> _TASK OBJECTIVE_
Return each line of the data below unchanged, please.

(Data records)
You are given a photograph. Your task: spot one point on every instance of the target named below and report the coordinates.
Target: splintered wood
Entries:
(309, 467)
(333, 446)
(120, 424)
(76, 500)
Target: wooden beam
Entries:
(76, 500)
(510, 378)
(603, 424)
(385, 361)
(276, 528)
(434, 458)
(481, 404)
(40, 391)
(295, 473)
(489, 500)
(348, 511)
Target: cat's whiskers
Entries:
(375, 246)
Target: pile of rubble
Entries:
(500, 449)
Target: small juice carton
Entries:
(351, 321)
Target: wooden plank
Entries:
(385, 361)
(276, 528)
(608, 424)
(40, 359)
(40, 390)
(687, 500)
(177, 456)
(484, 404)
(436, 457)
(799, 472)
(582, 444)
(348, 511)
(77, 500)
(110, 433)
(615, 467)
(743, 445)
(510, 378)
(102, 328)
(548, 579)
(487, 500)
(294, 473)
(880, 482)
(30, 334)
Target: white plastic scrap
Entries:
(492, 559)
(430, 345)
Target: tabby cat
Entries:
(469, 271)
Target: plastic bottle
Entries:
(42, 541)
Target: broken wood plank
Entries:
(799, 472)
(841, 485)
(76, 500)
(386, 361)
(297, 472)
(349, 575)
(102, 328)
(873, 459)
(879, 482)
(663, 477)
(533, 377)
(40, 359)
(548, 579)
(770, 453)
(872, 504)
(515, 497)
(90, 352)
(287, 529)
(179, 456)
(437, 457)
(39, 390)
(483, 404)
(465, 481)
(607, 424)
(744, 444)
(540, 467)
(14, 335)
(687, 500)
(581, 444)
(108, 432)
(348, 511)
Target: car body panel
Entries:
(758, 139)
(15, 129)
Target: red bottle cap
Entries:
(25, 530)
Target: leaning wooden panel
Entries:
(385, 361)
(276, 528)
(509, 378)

> _SOLUTION_
You are given a photograph. Your task: spot one point on every instance of the target named below and report the coordinates.
Target: splintered wood
Entries:
(309, 467)
(333, 446)
(120, 424)
(76, 500)
Target: wooden beam
Entries:
(76, 500)
(510, 378)
(603, 424)
(385, 361)
(276, 528)
(434, 458)
(481, 404)
(40, 391)
(295, 473)
(489, 500)
(348, 511)
Target: cat's whiskers
Entries:
(375, 246)
Target: pile of rubble
Entries:
(500, 449)
Target: small juice carton
Entries:
(351, 321)
Target: wooden plank
Entries:
(385, 361)
(276, 528)
(608, 424)
(40, 359)
(40, 390)
(687, 500)
(177, 456)
(484, 404)
(436, 457)
(799, 472)
(582, 444)
(348, 511)
(77, 500)
(110, 433)
(615, 467)
(743, 445)
(510, 378)
(102, 328)
(548, 579)
(487, 500)
(294, 473)
(880, 482)
(30, 334)
Target: white plastic scrap
Entries:
(492, 559)
(430, 345)
Target: tabby cat
Entries:
(469, 271)
Target: plastic bottle
Entries:
(42, 541)
Target: broken wood plank
Entries:
(799, 472)
(841, 485)
(76, 500)
(386, 361)
(297, 472)
(349, 575)
(102, 328)
(873, 459)
(879, 482)
(663, 477)
(533, 377)
(40, 359)
(548, 579)
(770, 453)
(872, 504)
(515, 497)
(90, 352)
(287, 529)
(179, 456)
(437, 457)
(39, 390)
(483, 404)
(465, 481)
(607, 424)
(744, 444)
(540, 467)
(14, 335)
(687, 500)
(581, 444)
(108, 432)
(348, 511)
Target: car body panel
Entries:
(758, 139)
(15, 129)
Target: red bottle cap
Entries:
(25, 530)
Target: leaning wooden panel
Entries:
(385, 361)
(276, 528)
(509, 378)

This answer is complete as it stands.